SET TASK →
Swap every "even-odd rule" in the rows below for "nonzero winding rule", and reproduce all of the rows with nothing else changed.

--- Begin LISTED RECORDS ---

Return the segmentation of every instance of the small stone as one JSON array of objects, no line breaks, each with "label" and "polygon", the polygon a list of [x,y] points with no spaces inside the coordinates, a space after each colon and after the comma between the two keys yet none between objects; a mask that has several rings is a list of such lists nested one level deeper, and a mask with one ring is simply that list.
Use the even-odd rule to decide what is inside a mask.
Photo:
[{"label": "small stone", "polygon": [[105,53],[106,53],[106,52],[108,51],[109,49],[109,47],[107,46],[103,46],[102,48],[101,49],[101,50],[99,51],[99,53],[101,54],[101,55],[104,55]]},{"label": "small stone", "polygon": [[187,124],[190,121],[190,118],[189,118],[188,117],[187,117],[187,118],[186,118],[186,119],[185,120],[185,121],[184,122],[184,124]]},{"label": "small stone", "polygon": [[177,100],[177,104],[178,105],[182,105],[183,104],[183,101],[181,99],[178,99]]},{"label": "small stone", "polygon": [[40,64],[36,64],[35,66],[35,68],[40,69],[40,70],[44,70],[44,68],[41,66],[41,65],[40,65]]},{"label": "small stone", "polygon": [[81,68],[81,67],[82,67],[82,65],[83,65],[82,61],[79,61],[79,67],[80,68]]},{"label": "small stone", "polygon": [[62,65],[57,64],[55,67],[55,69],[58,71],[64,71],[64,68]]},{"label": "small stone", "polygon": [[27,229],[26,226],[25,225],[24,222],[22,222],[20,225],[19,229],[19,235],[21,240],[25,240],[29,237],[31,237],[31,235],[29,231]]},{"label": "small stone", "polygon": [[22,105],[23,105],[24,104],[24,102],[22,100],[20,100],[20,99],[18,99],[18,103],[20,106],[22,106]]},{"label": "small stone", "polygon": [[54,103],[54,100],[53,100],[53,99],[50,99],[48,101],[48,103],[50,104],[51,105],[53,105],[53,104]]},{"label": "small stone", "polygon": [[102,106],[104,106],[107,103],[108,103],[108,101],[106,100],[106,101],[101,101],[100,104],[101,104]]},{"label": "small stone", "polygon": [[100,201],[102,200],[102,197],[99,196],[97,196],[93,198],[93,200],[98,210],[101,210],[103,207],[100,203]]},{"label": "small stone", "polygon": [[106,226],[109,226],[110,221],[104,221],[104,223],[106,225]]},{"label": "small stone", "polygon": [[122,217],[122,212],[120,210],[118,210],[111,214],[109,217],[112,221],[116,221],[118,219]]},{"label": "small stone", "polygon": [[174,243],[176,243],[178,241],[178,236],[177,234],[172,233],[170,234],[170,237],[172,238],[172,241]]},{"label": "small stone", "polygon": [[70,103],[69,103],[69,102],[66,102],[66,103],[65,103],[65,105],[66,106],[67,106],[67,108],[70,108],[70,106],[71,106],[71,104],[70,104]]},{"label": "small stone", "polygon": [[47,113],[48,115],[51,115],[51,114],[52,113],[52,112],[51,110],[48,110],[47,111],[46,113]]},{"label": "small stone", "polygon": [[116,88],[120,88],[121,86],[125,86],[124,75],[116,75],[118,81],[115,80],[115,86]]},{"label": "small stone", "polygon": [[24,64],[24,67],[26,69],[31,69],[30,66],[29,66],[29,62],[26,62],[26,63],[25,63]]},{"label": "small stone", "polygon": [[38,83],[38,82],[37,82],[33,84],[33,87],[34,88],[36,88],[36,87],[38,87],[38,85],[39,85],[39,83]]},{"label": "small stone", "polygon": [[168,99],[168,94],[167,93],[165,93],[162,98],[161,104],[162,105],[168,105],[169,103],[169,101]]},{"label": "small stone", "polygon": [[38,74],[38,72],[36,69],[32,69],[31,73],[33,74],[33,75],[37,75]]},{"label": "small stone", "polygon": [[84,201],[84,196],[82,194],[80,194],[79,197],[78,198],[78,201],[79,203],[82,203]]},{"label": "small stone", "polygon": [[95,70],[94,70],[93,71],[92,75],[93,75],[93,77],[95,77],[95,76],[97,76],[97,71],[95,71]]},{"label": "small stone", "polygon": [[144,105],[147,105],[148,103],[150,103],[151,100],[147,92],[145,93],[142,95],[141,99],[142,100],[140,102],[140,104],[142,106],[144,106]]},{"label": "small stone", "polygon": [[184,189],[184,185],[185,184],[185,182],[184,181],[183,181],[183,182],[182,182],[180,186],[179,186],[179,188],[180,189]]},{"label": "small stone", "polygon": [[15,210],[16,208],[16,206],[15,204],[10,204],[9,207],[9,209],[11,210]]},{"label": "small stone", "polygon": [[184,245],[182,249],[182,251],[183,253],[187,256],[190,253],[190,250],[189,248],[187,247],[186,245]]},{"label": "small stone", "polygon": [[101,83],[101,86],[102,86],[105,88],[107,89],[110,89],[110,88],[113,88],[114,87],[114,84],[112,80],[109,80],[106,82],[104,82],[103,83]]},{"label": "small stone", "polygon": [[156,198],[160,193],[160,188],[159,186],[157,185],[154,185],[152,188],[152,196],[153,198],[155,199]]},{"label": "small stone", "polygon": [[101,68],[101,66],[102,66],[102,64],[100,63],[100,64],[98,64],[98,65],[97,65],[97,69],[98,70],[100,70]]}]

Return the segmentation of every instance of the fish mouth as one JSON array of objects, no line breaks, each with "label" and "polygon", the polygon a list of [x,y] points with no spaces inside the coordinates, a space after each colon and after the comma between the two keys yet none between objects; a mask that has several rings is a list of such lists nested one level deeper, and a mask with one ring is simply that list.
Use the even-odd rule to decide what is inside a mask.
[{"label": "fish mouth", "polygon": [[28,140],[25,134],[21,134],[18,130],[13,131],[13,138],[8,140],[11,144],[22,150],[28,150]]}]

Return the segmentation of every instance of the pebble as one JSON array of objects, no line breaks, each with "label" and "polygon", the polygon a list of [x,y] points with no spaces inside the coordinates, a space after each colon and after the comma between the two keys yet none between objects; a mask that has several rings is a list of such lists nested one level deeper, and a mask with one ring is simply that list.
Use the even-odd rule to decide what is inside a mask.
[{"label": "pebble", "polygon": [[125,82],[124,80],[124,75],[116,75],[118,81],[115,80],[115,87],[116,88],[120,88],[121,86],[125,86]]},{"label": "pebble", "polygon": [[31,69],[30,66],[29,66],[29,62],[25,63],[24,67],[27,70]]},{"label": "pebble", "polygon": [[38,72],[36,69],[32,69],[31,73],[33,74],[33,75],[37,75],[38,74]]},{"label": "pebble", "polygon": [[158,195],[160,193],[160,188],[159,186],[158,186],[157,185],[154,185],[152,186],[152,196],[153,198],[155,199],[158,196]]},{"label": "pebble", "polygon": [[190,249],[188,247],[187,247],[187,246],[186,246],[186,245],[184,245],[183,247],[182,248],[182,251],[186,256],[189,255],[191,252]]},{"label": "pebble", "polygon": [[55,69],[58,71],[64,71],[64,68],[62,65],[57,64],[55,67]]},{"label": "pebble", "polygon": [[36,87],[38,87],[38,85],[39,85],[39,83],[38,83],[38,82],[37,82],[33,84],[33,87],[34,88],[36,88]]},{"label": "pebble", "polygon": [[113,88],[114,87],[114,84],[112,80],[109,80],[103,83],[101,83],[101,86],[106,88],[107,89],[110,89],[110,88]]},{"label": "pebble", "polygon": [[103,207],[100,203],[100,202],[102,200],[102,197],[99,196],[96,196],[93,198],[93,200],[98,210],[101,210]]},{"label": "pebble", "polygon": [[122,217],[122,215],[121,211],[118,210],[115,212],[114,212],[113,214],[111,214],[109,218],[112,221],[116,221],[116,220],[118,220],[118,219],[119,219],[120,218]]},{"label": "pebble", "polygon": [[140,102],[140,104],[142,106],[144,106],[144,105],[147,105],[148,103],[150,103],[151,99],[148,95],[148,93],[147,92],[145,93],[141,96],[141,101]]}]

--- End LISTED RECORDS ---

SOLUTION TO THE EXERCISE →
Return the segmentation of every instance of the small stone as one JSON array of objects, no line breaks, each with "label" and "polygon", the polygon a list of [x,y] points with no spaces inside the coordinates, a space after each colon and after the comma between the two keys yet none between objects; a mask that has several rings is a list of such lists nested one level deeper, and a mask with one ring is simply that list.
Use the nonzero winding rule to decide what is inside a mask.
Photo:
[{"label": "small stone", "polygon": [[105,53],[106,53],[106,52],[108,51],[109,49],[109,47],[107,46],[103,46],[102,48],[101,49],[101,50],[99,51],[99,53],[101,54],[101,55],[104,55]]},{"label": "small stone", "polygon": [[187,124],[190,121],[190,118],[189,118],[188,117],[187,117],[187,118],[186,118],[186,119],[185,120],[185,121],[184,122],[184,124]]},{"label": "small stone", "polygon": [[177,100],[177,104],[178,105],[182,105],[183,104],[183,101],[181,99],[178,99]]},{"label": "small stone", "polygon": [[40,64],[36,64],[35,66],[35,68],[40,69],[40,70],[44,70],[44,68],[41,66],[41,65],[40,65]]},{"label": "small stone", "polygon": [[81,68],[81,67],[82,67],[82,65],[83,65],[82,61],[79,61],[79,67],[80,68]]},{"label": "small stone", "polygon": [[62,65],[57,64],[55,67],[55,69],[58,71],[64,71],[64,68]]},{"label": "small stone", "polygon": [[27,229],[26,226],[25,225],[24,222],[22,222],[20,225],[19,229],[19,235],[21,240],[25,240],[29,237],[31,237],[31,235],[29,231]]},{"label": "small stone", "polygon": [[22,105],[23,105],[24,104],[24,102],[22,100],[20,100],[20,99],[18,99],[18,103],[20,106],[22,106]]},{"label": "small stone", "polygon": [[54,103],[54,100],[53,100],[53,99],[50,99],[48,101],[48,103],[50,104],[51,105],[53,105],[53,104]]},{"label": "small stone", "polygon": [[102,106],[104,106],[107,103],[108,103],[108,101],[106,100],[106,101],[101,101],[100,104],[101,104]]},{"label": "small stone", "polygon": [[100,201],[102,200],[102,197],[99,196],[97,196],[93,198],[93,200],[98,210],[101,210],[103,207],[100,203]]},{"label": "small stone", "polygon": [[106,226],[109,226],[110,221],[104,221],[104,223],[106,225]]},{"label": "small stone", "polygon": [[122,217],[122,212],[120,210],[118,210],[111,214],[109,217],[112,221],[116,221],[118,219]]},{"label": "small stone", "polygon": [[174,243],[176,243],[178,241],[178,236],[177,234],[172,233],[170,234],[170,237],[172,238],[172,241]]},{"label": "small stone", "polygon": [[70,103],[69,103],[69,102],[66,102],[66,103],[65,103],[65,105],[66,106],[67,106],[67,108],[70,108],[70,106],[71,106],[71,104],[70,104]]},{"label": "small stone", "polygon": [[47,113],[48,115],[51,115],[51,114],[52,113],[52,112],[51,110],[48,110],[47,111],[46,113]]},{"label": "small stone", "polygon": [[116,88],[120,88],[121,86],[125,86],[124,75],[116,75],[118,81],[115,80],[115,86]]},{"label": "small stone", "polygon": [[24,64],[24,67],[26,69],[31,69],[30,66],[29,66],[29,62],[26,62],[26,63],[25,63]]},{"label": "small stone", "polygon": [[38,83],[38,82],[37,82],[33,84],[33,87],[34,88],[36,88],[36,87],[38,87],[38,85],[39,85],[39,83]]},{"label": "small stone", "polygon": [[168,99],[168,94],[167,93],[165,93],[162,98],[161,104],[162,105],[168,105],[169,103],[169,101]]},{"label": "small stone", "polygon": [[38,74],[38,72],[36,69],[32,69],[31,73],[33,74],[33,75],[37,75]]},{"label": "small stone", "polygon": [[84,201],[84,196],[82,194],[80,194],[79,197],[78,198],[78,201],[79,203],[82,203]]},{"label": "small stone", "polygon": [[95,70],[94,70],[93,71],[92,75],[93,75],[93,77],[95,77],[95,76],[97,76],[97,71],[95,71]]},{"label": "small stone", "polygon": [[144,105],[147,105],[148,103],[150,103],[151,100],[147,92],[145,93],[142,95],[141,99],[142,100],[140,102],[140,104],[142,106],[144,106]]},{"label": "small stone", "polygon": [[184,189],[184,185],[185,184],[185,182],[184,181],[183,181],[183,182],[182,182],[180,186],[179,186],[179,188],[180,189]]},{"label": "small stone", "polygon": [[15,210],[16,208],[16,206],[15,204],[10,204],[9,207],[9,209],[11,210]]},{"label": "small stone", "polygon": [[184,245],[182,249],[182,251],[183,253],[187,256],[190,253],[190,250],[189,248],[187,247],[186,245]]},{"label": "small stone", "polygon": [[101,83],[101,86],[102,86],[105,88],[107,89],[110,89],[110,88],[113,88],[114,87],[114,84],[112,80],[109,80],[106,82],[104,82],[103,83]]},{"label": "small stone", "polygon": [[156,198],[160,193],[160,188],[159,186],[157,185],[154,185],[152,188],[152,196],[153,198],[155,199]]},{"label": "small stone", "polygon": [[101,68],[101,66],[102,66],[102,64],[100,63],[100,64],[98,64],[98,65],[97,65],[97,69],[98,70],[100,70]]}]

Return the segmentation of every instance of the fish mouth as one JSON array of objects, no line breaks, each with "label" and "polygon", the polygon a list of [x,y] points with no spaces inside the coordinates, a space after each colon and after the comma between the two keys yet none between objects; a mask that has several rings is a list of such lists nested one level deeper, and a mask with one ring is simply that list.
Use the nonzero winding rule to decide what is inside a mask.
[{"label": "fish mouth", "polygon": [[28,140],[25,134],[21,134],[18,130],[13,131],[13,138],[8,140],[11,144],[22,150],[28,150]]}]

Return the segmentation of every instance of the pebble as one JSON array of objects, no line breaks, each with "label" and "polygon", the polygon a list of [x,y] points with no spaces inside the coordinates, a space after each colon and after the comma between the two keys yet none between objects; a mask that has several rings is a list of such lists nested one level deeper, and a mask with one ring is simply that list.
Use the nonzero winding rule to decide what is inside a mask.
[{"label": "pebble", "polygon": [[125,82],[124,80],[124,75],[116,75],[118,81],[115,80],[115,87],[116,88],[120,88],[121,86],[125,86]]},{"label": "pebble", "polygon": [[31,69],[30,66],[29,66],[29,62],[25,63],[24,67],[27,70]]},{"label": "pebble", "polygon": [[38,72],[36,69],[32,69],[31,73],[33,74],[33,75],[37,75],[38,74]]},{"label": "pebble", "polygon": [[158,195],[160,193],[160,188],[159,186],[158,186],[157,185],[154,185],[152,186],[152,196],[153,198],[155,199],[158,196]]},{"label": "pebble", "polygon": [[190,249],[188,247],[187,247],[187,246],[186,246],[186,245],[184,245],[183,247],[182,248],[182,251],[186,256],[189,255],[191,252]]},{"label": "pebble", "polygon": [[55,69],[58,71],[64,71],[64,68],[62,65],[57,64],[55,67]]},{"label": "pebble", "polygon": [[36,87],[38,87],[38,85],[39,85],[39,83],[38,83],[38,82],[37,82],[33,84],[33,87],[34,88],[36,88]]},{"label": "pebble", "polygon": [[113,88],[114,87],[114,84],[112,80],[109,80],[103,83],[101,83],[101,86],[106,88],[107,89],[110,89],[110,88]]},{"label": "pebble", "polygon": [[103,207],[100,203],[100,202],[102,200],[102,197],[99,196],[96,196],[93,198],[93,200],[98,210],[101,210]]},{"label": "pebble", "polygon": [[122,217],[122,215],[121,211],[118,210],[115,212],[114,212],[113,214],[111,214],[109,218],[112,221],[116,221],[116,220],[118,220],[118,219],[119,219],[120,218]]},{"label": "pebble", "polygon": [[140,102],[140,104],[142,106],[144,106],[144,105],[147,105],[148,103],[150,103],[151,99],[148,95],[148,93],[147,92],[145,93],[141,96],[141,101]]}]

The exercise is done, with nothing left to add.